** start Extracted records **

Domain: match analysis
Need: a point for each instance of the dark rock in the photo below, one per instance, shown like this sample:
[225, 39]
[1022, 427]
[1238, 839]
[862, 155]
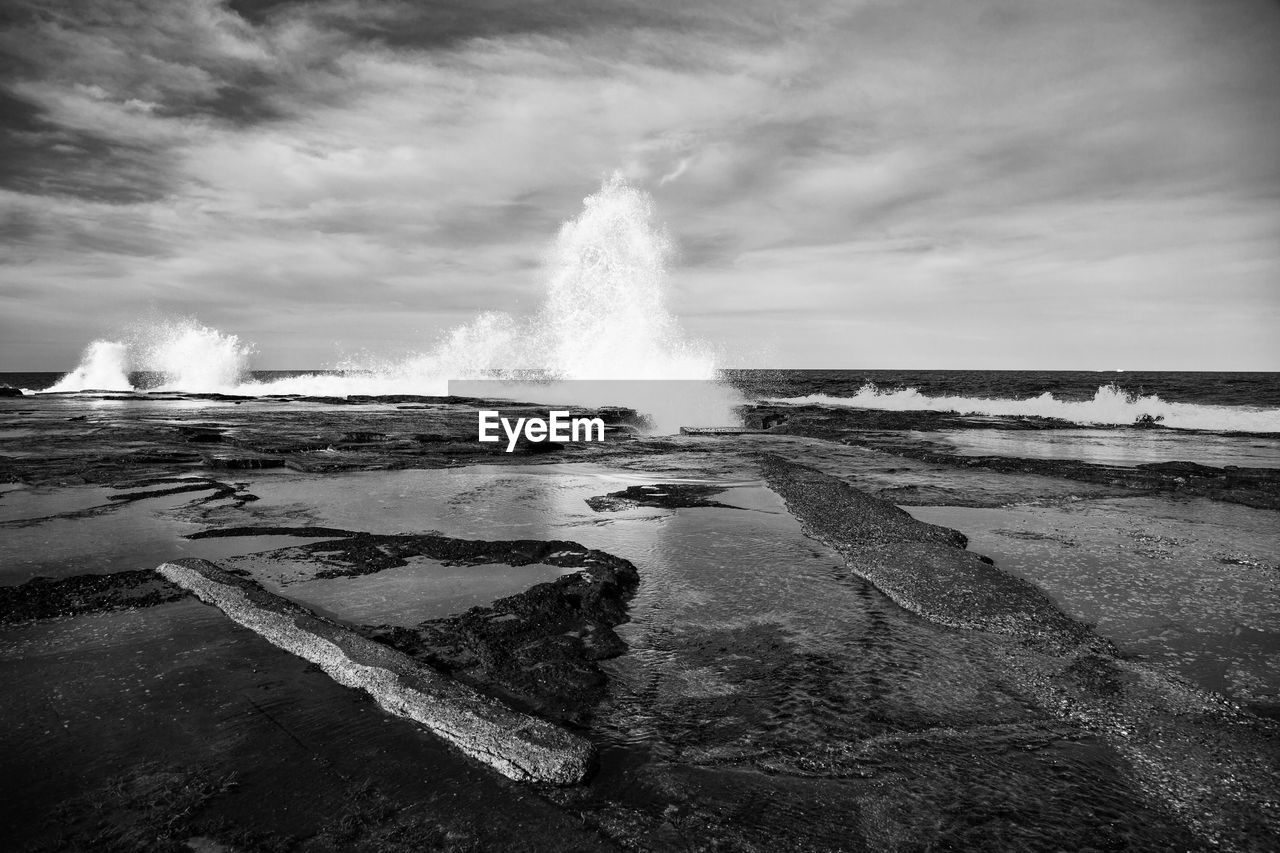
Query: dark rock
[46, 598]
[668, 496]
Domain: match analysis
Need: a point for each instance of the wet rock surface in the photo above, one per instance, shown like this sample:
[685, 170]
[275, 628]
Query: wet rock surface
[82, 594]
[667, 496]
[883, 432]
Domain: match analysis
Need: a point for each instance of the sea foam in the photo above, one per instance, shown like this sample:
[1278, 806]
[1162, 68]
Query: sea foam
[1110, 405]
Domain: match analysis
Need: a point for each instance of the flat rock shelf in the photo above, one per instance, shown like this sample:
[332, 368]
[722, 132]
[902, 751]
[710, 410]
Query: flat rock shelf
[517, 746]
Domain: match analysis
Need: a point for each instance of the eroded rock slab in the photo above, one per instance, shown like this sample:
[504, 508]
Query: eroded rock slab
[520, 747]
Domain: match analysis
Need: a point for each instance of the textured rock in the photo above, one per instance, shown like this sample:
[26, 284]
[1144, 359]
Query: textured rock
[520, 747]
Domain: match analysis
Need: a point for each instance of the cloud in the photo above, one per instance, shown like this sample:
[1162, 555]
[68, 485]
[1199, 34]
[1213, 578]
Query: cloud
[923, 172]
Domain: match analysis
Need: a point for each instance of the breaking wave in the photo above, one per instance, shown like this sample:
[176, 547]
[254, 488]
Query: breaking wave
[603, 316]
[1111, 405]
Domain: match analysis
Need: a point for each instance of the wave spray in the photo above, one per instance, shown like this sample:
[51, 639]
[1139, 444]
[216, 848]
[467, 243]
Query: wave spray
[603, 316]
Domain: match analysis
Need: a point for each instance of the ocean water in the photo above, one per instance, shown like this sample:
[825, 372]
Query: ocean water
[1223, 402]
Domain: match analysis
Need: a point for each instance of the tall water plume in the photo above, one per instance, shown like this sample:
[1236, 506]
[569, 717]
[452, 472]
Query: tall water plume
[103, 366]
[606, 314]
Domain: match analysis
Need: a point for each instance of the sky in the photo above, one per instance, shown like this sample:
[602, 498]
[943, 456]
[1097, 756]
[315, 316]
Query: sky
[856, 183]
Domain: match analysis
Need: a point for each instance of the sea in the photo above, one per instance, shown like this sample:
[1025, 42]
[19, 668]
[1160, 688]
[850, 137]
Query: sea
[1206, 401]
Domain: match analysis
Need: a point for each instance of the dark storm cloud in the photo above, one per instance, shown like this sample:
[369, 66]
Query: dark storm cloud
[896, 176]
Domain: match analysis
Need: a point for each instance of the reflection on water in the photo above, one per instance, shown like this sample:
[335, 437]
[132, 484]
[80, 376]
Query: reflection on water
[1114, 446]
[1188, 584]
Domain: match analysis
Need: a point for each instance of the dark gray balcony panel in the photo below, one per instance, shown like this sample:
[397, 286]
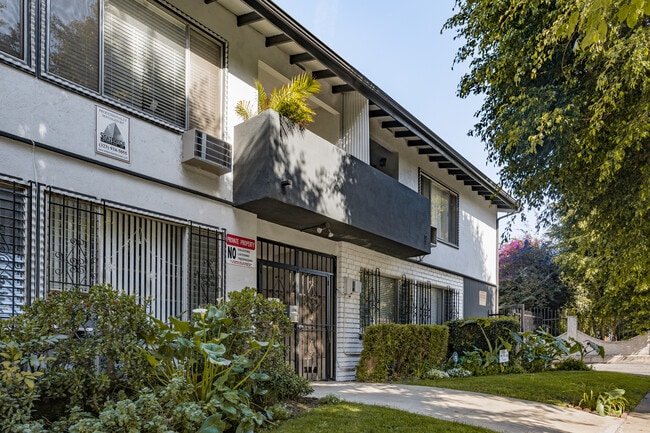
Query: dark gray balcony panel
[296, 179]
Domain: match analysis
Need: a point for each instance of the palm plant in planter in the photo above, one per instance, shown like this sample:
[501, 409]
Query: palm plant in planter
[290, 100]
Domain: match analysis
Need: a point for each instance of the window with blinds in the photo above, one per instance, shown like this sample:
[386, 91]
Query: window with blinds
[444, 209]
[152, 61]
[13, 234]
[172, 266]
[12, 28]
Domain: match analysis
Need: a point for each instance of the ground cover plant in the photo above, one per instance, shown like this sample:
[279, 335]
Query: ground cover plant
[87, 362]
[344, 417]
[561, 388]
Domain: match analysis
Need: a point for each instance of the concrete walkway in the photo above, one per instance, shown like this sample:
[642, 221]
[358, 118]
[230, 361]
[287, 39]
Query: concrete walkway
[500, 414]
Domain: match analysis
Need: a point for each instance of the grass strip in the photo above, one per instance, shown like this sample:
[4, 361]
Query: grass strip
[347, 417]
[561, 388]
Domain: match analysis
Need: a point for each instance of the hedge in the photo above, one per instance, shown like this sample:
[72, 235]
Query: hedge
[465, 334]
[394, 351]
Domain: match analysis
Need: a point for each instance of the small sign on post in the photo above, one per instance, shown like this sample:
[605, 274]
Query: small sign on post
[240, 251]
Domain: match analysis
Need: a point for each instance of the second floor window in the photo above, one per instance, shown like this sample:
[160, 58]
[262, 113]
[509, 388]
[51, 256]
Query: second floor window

** end Extracted records **

* What to produce:
Copy every entry above word for word, leaving out the pictures.

* Written answer:
Domain: match analysis
Need: a point for each instance of the dark rock in the photo below, one per instance, shown like this sample:
[225, 39]
[1022, 427]
[1238, 839]
[862, 155]
Query: dark rock
[46, 598]
[668, 496]
Domain: match analysis
Need: a point for each instance of the wet rock surface in the photo above, one per instance, shown like this sample:
[685, 170]
[275, 628]
Query: wet rock surface
[82, 594]
[667, 496]
[883, 432]
Domain: match analysis
Need: a point for each instance of the sea foam in the photo above, one per instance, shown like this sample:
[1278, 806]
[1162, 68]
Query: sea foam
[1110, 405]
Domain: match analysis
Need: a point for each instance of the flat rock shelf in the photo above, one per instance, shown like this sample:
[332, 368]
[722, 132]
[902, 751]
[710, 410]
Query: flat rock shelf
[517, 746]
Domain: match analysis
Need: a point for each instance of the eroded rock slab in the photo above, one per instance, shown like this sample:
[504, 508]
Query: eroded rock slab
[520, 747]
Domain: match analysis
Need: a point for each instance of the textured rock in the photo above, one per instance, shown like this sample:
[26, 284]
[1144, 359]
Query: textured rock
[520, 747]
Domain: match analysis
Need: a point for each instance of the cloud in the photo above, one per instance, shown like this sample:
[1162, 555]
[68, 485]
[1199, 34]
[1213, 578]
Query: cloud
[923, 172]
Domain: match analysis
Need: a point for each instance of the breaking wave in the photo above, one per instance, shown like this sample:
[176, 547]
[254, 488]
Query: breaking wave
[603, 316]
[1111, 405]
Domain: match analysis
Need: a point for each instance of the wave spray in the photo above, one per instance, shown like this sample:
[51, 639]
[1139, 444]
[216, 848]
[467, 243]
Query: wave spray
[603, 316]
Domain: match analysis
Need: a point for each instance of the ocean water in the photo above, one per instance, shown like this sample:
[825, 372]
Query: ocean water
[1223, 402]
Domain: match analysis
Need: a point for each instance of the tall water plume in the photo above, one per instance, shown like this sample:
[1236, 506]
[569, 717]
[452, 472]
Query: tall water plume
[103, 366]
[606, 314]
Domain: match analysis
Need: a point for each instance of the sky in the photo above, one per instance, shown like this sample:
[602, 498]
[943, 456]
[1097, 756]
[315, 316]
Query: sky
[856, 183]
Domain: match analysis
Need: a point for each instance of the sea in the photo above, one per instance, shown like this sample:
[1025, 42]
[19, 668]
[1160, 688]
[850, 137]
Query: sea
[1206, 401]
Domain: match analysis
Need: a point for each instance of the dark storm cloud in the photo above, one per instance, shown like this sample:
[369, 66]
Query: dark storm cloud
[896, 176]
Domain: match analysis
Need: a point for each instance of the reflection on water in the photo above, one per instance, shown like this sample:
[335, 437]
[132, 484]
[80, 376]
Query: reflection on water
[1114, 446]
[1188, 584]
Domain: match analysis
Need: a point for each instance of the dark gray balcony panel in the photo below, one per instance, shown like this sample:
[397, 286]
Query: dark gray balcony panel
[296, 179]
Domain: match analysis
Need: a point for each instance of the palm plant in planter in the photo above, one per instance, shown like this sample:
[501, 409]
Query: palm plant in planter
[290, 100]
Domain: match analysis
Need: a point for each instance of the window with blinds in the photo above, one per instance, shown like this sample:
[386, 91]
Query: window with blinds
[444, 209]
[152, 61]
[13, 234]
[172, 266]
[12, 28]
Domain: match analysis
Need: a point for each instance of the ground cover plant in the photo above, one per instance, shown like this sample:
[279, 335]
Query: ground cover plant
[87, 362]
[344, 417]
[561, 388]
Domain: match analysis
Need: a point for each instance of the concrete walkway in the photo above, one per instance, shown like this sample:
[642, 221]
[358, 118]
[230, 361]
[287, 39]
Query: concrete walkway
[500, 414]
Domain: match analysis
Need: a point for each instance of the grass strip in the photo above, one per instance, shown like this sample:
[4, 361]
Query: grass strip
[347, 417]
[561, 388]
Domain: match analysis
Need: a point for each instance of the hedge in the photo above, one per instance, shown like this sample:
[72, 235]
Query: hedge
[465, 334]
[394, 351]
Domain: match analysis
Need: a point for each instance of the small sign on post in the photo above, one per instance, shown like this sample:
[605, 274]
Query: small sign on post
[240, 251]
Domain: match analysis
Need: a point for each instance of the second floor window in the photo above, one per instance, shown like this sample:
[160, 58]
[262, 113]
[509, 388]
[51, 256]
Query: second floor window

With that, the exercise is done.